— Texto de origem —
28 de fevereiro, apenas uma data no calendário. Mas
como o calendário é um constructo humano, cada pessoa traz em si a
possibilidade de significação e ressignificação do tempo, dos dias, do
calendário. Os planetas, as estrelas, as constelações, as marés, as rochas e as
plantas não têm a percepção do tempo e não o organizam, ainda que estejam
inseridos no fluxo tocado pelo deus Cronos (Κρόνος). Nós, seres humanos,
ousamos sentar no trono de Cronos e pretendemos controlar o tempo, organizá-lo,
driblá-lo, ultrapassá-lo.
28 de fevereiro, dia importante na minha percepção e
na minha ótica do tempo, pois me remete a pensá-lo em termos de vida e morte, a
partir de três momentos ou situações.
Momento 1 – Em âmbito mundial,
a renúncia de Bento XVI
Após oito anos de Pontificado, Bento XVI surpreende o
mundo e renúncia ao cargo supremo da Igreja Católica e à chefia do Estado do
Vaticano, algo raríssimo na trajetória de quase dois milênios de cristianismo
(somente ocorreu três vezes, sendo a mais recente em 1415, com Gregório XII).
Como compreender o gesto de Bento XVI? O que levou o homem Joseph Ratzinger a
abrir mão de tamanho poder e responsabilidade para decidir-se pelo
recolhimento, aos 85 anos, à vida monástica, de escritos e orações?
Cansado, desiludido com a corrupção, com os escândalos
sexuais e com a mentalidade estratégico-instrumental daqueles que estão mais
próximos ao poder na Instituição eclesial, o velho Pontífice assume um gesto
dramático, de auto-imolação, sem corpo rijo, mas ainda assim tanática. Lincoln,
Getúlio Vargas, Allende, foram estadistas que tiraram a vida para marcar, com
sangue e morte, o prenúncio de uma nova vida, na expectativa de que o gesto de
sacrifício fosse o gerador de um despertar de todos os seus para uma nova
ordem, para uma nova era, superando as amarras de um contexto que julgavam
intransponível pelas vias normais da política. E com Ratzinger não parece ser
diferente.

— Material fornecido —
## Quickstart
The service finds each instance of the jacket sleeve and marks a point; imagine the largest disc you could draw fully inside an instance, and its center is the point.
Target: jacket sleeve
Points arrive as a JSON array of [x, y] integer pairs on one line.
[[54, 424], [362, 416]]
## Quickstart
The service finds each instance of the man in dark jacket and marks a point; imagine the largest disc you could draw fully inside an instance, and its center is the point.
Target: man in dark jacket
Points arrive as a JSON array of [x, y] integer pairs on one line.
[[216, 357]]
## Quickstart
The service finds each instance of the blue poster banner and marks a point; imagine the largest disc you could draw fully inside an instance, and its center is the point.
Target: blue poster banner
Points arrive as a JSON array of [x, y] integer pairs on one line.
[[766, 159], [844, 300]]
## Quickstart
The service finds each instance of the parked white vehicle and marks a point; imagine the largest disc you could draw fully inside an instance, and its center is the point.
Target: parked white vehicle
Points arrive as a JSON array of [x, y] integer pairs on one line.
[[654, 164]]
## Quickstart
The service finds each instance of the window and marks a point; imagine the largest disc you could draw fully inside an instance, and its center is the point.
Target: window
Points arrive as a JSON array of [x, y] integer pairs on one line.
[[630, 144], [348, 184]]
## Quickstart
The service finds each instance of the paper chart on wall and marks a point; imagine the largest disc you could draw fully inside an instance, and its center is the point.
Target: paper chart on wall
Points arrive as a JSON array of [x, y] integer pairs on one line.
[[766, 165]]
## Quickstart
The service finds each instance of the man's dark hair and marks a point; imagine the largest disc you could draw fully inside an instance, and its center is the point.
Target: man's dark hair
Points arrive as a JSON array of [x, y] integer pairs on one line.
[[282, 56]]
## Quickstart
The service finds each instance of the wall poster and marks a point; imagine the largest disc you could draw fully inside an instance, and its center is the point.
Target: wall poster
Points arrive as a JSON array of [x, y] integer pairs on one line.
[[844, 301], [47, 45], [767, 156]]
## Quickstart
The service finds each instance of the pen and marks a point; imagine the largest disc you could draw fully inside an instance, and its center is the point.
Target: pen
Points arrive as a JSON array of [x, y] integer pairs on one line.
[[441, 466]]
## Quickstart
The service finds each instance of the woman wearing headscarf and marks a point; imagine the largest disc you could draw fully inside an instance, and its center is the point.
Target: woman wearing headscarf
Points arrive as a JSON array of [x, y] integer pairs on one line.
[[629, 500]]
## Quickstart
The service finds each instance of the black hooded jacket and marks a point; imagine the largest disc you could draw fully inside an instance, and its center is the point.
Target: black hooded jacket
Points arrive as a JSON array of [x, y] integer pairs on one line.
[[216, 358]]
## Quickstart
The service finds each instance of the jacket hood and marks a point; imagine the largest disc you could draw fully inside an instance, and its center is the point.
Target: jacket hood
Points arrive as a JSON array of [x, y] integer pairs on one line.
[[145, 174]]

* * *

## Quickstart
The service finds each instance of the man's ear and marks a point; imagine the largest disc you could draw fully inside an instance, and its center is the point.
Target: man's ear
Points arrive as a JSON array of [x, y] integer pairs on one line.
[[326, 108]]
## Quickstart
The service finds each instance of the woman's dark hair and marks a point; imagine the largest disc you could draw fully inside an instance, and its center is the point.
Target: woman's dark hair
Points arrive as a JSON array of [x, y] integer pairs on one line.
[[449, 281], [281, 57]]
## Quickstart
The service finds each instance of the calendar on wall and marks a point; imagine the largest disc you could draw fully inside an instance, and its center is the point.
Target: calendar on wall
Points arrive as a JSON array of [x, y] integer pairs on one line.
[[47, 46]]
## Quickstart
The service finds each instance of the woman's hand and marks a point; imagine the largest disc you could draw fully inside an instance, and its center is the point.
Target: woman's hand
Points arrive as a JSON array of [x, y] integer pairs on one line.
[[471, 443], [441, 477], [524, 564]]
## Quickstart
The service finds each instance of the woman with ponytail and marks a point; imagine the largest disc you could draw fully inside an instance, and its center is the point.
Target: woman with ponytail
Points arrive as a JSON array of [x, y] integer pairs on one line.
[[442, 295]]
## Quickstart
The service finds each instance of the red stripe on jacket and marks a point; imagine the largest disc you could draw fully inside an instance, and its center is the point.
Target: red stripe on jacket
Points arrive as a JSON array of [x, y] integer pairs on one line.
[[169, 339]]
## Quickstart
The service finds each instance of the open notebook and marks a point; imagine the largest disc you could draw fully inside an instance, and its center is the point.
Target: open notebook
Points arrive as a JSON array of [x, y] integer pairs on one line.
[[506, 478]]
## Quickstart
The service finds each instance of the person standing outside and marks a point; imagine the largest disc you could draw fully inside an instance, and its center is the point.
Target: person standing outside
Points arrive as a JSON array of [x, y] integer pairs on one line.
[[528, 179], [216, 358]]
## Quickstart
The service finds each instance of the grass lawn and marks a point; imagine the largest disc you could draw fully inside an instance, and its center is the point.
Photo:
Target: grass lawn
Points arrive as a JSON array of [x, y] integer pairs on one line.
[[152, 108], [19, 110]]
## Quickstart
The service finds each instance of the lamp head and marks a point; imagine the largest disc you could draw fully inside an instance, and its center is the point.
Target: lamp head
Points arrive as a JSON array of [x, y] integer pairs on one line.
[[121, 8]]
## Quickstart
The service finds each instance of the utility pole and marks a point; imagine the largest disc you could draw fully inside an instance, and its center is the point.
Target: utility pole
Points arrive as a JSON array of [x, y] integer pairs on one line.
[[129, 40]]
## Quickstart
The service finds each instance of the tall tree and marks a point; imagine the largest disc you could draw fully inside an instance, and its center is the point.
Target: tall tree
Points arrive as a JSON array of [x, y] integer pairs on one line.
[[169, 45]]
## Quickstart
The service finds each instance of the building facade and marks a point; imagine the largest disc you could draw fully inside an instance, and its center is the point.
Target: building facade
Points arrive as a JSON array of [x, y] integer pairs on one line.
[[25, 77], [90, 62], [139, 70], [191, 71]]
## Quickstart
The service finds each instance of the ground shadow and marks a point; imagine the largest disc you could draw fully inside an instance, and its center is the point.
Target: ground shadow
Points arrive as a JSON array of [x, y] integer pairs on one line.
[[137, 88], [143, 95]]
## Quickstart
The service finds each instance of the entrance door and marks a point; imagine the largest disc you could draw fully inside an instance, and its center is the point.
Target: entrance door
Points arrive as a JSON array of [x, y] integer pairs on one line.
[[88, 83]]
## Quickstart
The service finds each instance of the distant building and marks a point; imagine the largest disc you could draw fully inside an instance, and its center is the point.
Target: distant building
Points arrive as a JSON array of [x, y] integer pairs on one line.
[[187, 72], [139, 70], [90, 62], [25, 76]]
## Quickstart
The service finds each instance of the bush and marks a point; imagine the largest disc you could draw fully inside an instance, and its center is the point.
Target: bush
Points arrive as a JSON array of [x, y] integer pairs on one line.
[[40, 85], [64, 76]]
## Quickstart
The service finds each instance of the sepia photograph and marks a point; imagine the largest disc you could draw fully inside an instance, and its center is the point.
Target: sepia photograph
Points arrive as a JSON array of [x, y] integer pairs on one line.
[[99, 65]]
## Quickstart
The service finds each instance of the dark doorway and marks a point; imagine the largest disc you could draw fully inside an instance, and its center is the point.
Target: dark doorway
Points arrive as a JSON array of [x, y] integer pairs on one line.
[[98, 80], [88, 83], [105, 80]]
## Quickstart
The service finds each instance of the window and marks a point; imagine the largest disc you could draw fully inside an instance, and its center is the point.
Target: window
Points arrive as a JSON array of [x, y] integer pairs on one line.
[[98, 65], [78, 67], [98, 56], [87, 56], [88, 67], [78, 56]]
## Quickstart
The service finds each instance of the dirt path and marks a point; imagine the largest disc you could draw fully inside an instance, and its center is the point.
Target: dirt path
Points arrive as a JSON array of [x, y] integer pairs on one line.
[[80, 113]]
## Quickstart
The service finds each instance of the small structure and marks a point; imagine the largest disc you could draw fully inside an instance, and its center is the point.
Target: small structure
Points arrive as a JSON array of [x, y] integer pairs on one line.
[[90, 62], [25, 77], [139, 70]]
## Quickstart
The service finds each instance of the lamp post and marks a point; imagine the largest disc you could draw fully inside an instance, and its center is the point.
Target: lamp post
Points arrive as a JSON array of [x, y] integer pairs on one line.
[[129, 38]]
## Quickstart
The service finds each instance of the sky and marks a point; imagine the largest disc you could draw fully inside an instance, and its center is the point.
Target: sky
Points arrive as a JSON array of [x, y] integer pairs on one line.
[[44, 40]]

— Lista de tarefas —
**A)** Liste todos os elementos da natureza que, segundo o texto sobre o 28 de fevereiro, não têm a percepção do tempo.
**B)** Prossiga o texto sobre o 28 de fevereiro e a renúncia de Bento XVI a partir da última frase apresentada.

— Resultados esperados —
**A)** Os planetas, as estrelas, as constelações, as marés, as rochas e as plantas.

**B)**
Ratzinger foi o protagonista e o articulador de boa
parte da história recente da Igreja Católica: a) Sua atuação como teólogo,
comandando a Congregação para a Doutrina da Fé, versão contemporânea da
Inquisição, arrefeceu o ânimo, a articulação e a expressão mundial de
movimentos como a Teologia da Libertação, reduzindo o ímpeto do modelo
político-organizacional desta, as Comunidades Eclesiais de Base. Quem não se
lembra do então padre e teólogo brasileiro Leonardo Boff, proibido pelo Cardeal
Ratzinger de qualquer manifestação pública por anos em face das idéias que
apresentava no livro que escreveu (Igreja,
carisma e poder). Isso significou uma guinada para uma postura dogmática e
conservadora na Igreja Católica a partir de meados da década de 1980,
desencantando aqueles cristãos que acreditavam no aprofundamento das reformas
iniciadas com o Concílio Vaticano II, na década de 1960. Movimentos
carismáticos, conservadores, baseados no vetor de um ritualismo piedoso e
emotivo, proliferaram pelo mundo a partir de então, ao invés do cristianismo
engajado na transformação social e no combate às injustiças e à exploração
humana.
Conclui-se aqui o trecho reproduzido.